Top of EXTRACTED ENTRIES

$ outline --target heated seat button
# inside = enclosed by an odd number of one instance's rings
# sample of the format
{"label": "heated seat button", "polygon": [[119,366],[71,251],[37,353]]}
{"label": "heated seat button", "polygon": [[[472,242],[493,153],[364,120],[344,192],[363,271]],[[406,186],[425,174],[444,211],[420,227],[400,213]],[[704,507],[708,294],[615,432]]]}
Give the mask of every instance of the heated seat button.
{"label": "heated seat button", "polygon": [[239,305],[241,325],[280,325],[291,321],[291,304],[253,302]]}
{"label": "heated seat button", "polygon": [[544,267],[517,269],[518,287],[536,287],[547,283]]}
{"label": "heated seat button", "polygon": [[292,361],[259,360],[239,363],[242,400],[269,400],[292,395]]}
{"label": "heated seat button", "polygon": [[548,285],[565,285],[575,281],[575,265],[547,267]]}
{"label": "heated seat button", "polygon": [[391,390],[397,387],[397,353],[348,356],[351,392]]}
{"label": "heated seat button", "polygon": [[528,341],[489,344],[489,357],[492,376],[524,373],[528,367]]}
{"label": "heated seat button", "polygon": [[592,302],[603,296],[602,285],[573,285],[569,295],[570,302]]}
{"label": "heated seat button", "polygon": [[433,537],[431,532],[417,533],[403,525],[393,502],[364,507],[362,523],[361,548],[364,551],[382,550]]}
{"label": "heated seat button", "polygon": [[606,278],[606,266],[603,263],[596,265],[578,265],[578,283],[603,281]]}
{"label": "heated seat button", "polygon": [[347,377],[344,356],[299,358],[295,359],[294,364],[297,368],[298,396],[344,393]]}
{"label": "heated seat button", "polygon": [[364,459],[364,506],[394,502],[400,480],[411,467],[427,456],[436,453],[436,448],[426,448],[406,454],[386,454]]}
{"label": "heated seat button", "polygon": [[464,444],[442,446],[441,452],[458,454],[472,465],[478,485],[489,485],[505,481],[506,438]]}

Bottom of EXTRACTED ENTRIES

- [EXERCISE REQUIREMENTS] A complete, exact copy of the records is what is needed.

- [TASK RESULT]
$ outline --target heated seat button
# inside = enclosed by an odd number of one instance's rings
# sample of the format
{"label": "heated seat button", "polygon": [[119,366],[71,251],[37,353]]}
{"label": "heated seat button", "polygon": [[[472,242],[493,153],[364,120],[344,192],[363,271]],[[406,186],[425,174],[444,211],[420,227],[400,213]],[[704,507],[708,294],[615,432]]]}
Give the mask of every instance of the heated seat button.
{"label": "heated seat button", "polygon": [[239,305],[241,325],[280,325],[291,321],[291,304],[253,302]]}
{"label": "heated seat button", "polygon": [[544,267],[517,269],[518,287],[536,287],[547,283]]}
{"label": "heated seat button", "polygon": [[292,361],[259,360],[239,363],[242,400],[269,400],[292,395]]}
{"label": "heated seat button", "polygon": [[548,285],[565,285],[575,281],[575,265],[547,267]]}
{"label": "heated seat button", "polygon": [[391,390],[397,387],[397,353],[348,356],[351,392]]}
{"label": "heated seat button", "polygon": [[528,341],[489,344],[489,357],[492,376],[524,373],[528,367]]}
{"label": "heated seat button", "polygon": [[592,302],[603,296],[602,285],[573,285],[569,295],[570,302]]}
{"label": "heated seat button", "polygon": [[433,537],[431,532],[417,533],[403,525],[393,502],[364,507],[362,523],[361,548],[364,551],[382,550]]}
{"label": "heated seat button", "polygon": [[606,278],[606,266],[603,263],[596,265],[578,265],[578,283],[603,281]]}
{"label": "heated seat button", "polygon": [[347,377],[344,356],[299,358],[295,359],[294,364],[297,368],[298,396],[344,393]]}
{"label": "heated seat button", "polygon": [[364,459],[364,506],[394,502],[400,480],[411,467],[427,456],[436,453],[436,448],[426,448],[406,454],[386,454]]}
{"label": "heated seat button", "polygon": [[464,444],[442,446],[441,452],[458,454],[472,465],[478,485],[489,485],[505,481],[506,438]]}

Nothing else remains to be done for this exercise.